Segment Start: EXERCISE DATA

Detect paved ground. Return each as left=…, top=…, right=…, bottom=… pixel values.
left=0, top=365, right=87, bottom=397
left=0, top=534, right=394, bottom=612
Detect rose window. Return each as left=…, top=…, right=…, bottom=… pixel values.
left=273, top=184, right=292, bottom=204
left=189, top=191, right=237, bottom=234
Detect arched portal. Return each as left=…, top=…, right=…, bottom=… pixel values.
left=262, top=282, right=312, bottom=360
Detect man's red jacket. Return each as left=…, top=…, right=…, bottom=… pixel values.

Segment End: EXERCISE DATA

**TASK DESCRIPTION**
Retype, without changes, the lines from the line holding "Detect arched portal." to the end of the data, both ends included.

**SOLUTION TO THIS EXERCISE**
Detect arched portal. Return each as left=…, top=…, right=…, bottom=… pixel values.
left=262, top=282, right=312, bottom=360
Detect man's red jacket. Return each as left=…, top=…, right=…, bottom=… pixel values.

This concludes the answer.